======== Entries shown ========

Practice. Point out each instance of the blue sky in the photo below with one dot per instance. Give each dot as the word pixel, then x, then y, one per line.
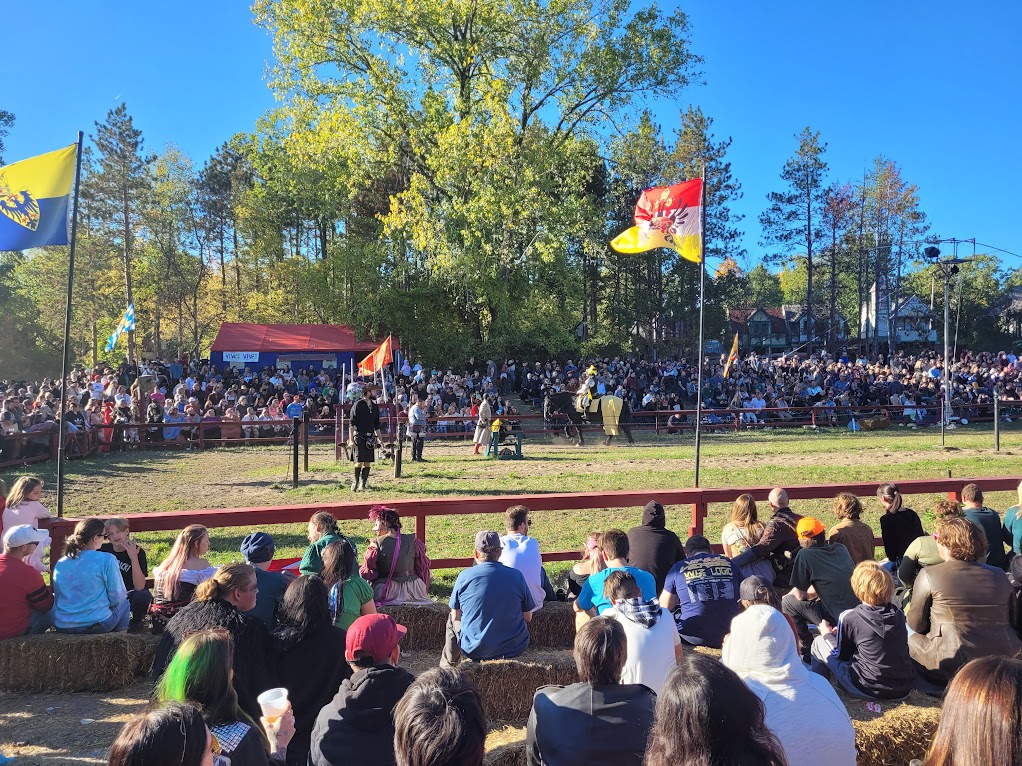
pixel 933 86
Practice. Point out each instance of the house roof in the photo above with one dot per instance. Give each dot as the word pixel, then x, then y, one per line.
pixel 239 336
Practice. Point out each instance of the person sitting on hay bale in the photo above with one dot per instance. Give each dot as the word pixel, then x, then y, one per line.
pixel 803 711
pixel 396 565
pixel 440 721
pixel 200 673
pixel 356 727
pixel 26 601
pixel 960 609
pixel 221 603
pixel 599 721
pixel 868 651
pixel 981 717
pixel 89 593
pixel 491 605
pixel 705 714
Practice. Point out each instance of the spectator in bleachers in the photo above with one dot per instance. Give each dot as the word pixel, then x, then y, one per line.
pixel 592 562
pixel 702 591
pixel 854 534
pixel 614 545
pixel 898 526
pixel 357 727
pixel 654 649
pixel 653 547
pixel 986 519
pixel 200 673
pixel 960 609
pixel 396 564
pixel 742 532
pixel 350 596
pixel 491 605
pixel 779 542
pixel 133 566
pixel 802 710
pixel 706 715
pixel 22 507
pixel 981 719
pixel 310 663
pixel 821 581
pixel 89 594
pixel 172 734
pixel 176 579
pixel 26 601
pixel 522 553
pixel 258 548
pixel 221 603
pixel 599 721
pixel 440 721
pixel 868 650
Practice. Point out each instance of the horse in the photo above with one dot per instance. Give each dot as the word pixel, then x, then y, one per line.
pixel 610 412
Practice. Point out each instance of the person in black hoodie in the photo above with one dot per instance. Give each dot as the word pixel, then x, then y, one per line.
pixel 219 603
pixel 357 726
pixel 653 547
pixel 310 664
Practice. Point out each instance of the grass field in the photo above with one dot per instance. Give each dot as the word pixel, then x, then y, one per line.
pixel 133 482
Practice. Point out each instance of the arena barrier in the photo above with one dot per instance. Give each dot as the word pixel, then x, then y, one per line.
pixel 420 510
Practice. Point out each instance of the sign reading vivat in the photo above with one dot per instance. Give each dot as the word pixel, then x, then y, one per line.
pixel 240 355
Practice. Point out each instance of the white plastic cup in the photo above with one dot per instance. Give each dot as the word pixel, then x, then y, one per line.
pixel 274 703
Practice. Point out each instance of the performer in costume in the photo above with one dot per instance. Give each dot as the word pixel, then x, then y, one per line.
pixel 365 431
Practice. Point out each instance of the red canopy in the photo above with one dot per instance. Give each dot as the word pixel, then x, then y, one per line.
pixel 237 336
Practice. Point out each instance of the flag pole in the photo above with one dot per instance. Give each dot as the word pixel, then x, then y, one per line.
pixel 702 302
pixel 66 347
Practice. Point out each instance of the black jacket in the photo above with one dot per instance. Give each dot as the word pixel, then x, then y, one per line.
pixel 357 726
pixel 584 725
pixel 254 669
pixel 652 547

========

Problem:
Put the lines above into a JSON list of strings, one string per line, skipping blank lines and leaving out the picture.

Written solution:
[
  "Practice. Point out each instance of the blue sky in the photo below with one dot per instance. Give each dot as the word pixel, then x, then y, one per line.",
  "pixel 933 86",
  "Practice. Point out each instance of the house roof in the photo above with one dot per instance. Give each dot as the word pixel, then x, then y, one per line.",
  "pixel 239 336",
  "Practice. Point out each instance of the person sitting on hay bale in the photo above with one dot per instance. Give each dot as the word pixel, then x, then y, one per line.",
  "pixel 803 711",
  "pixel 396 565",
  "pixel 440 721",
  "pixel 200 673",
  "pixel 356 727",
  "pixel 26 601",
  "pixel 960 609",
  "pixel 221 603",
  "pixel 599 721",
  "pixel 868 651",
  "pixel 981 717",
  "pixel 89 593",
  "pixel 491 605",
  "pixel 705 714",
  "Practice. Point out each instance of the spectator in bleachers in the photo above with one dot per instance. Give each dot as the word pixel, then x, then y, one per line.",
  "pixel 592 562",
  "pixel 702 591",
  "pixel 854 534",
  "pixel 614 545",
  "pixel 898 526",
  "pixel 357 727",
  "pixel 654 649",
  "pixel 653 547",
  "pixel 986 519",
  "pixel 200 673",
  "pixel 960 609",
  "pixel 396 564",
  "pixel 742 532",
  "pixel 350 596",
  "pixel 491 605",
  "pixel 779 542",
  "pixel 133 566",
  "pixel 802 710",
  "pixel 706 715",
  "pixel 22 507",
  "pixel 981 719",
  "pixel 310 663",
  "pixel 821 581",
  "pixel 89 594",
  "pixel 172 734",
  "pixel 176 579",
  "pixel 26 601",
  "pixel 522 553",
  "pixel 258 548",
  "pixel 221 603",
  "pixel 599 721",
  "pixel 440 721",
  "pixel 868 650",
  "Practice. Point out each instance of the horse in the photo above with one dot per instance. Give each dot as the word pixel, then x, then y, one per line.",
  "pixel 610 412",
  "Practice. Point out each instance of the person in black hoodie in the photo above with one dot per instance. Give each dot as the word pixel, then x, then y, one per line.",
  "pixel 219 603",
  "pixel 357 726",
  "pixel 653 547",
  "pixel 310 664",
  "Practice. Point out each instance of the grass field in the photo above with one dot per instance. Give each dot as the word pixel, then x, then y, one per line.",
  "pixel 133 482",
  "Practice. Point out each instance of the arena barrier in the photo above with one dot per instance. Give each dot as the word pixel, then x, then y, one per line.",
  "pixel 420 510",
  "Practice. Point out each instance of the sign reading vivat in the photo above with one dot per instance. Give each dot as the word pixel, then x, then y, one per line.",
  "pixel 240 355",
  "Practice. Point out each instance of the white plastic cup in the photo above with one dot per instance. Give each dot as the word pixel, then x, then y, one per line.",
  "pixel 274 703",
  "Practice. Point out each instance of the performer in costume in the photo above with one dot per instance. Give each dot as the word pixel, then x, then y, one per line.",
  "pixel 365 431",
  "Practice. Point out each instance of the red canopy in the photo above with one dot per instance. Give each dot as the word pixel, then x, then y, one per line.",
  "pixel 237 336",
  "Practice. Point out each instance of the flag pole in the photo above with one dot per instance. Give each dot as the word pixel, then x, then y, one per line.",
  "pixel 702 302",
  "pixel 66 347",
  "Practice. Point out each instance of the black jacket in the photo above with one dot per instance. Give each dot as the word pixel, then x, then y, one per line.",
  "pixel 357 726",
  "pixel 584 725",
  "pixel 254 669",
  "pixel 652 547"
]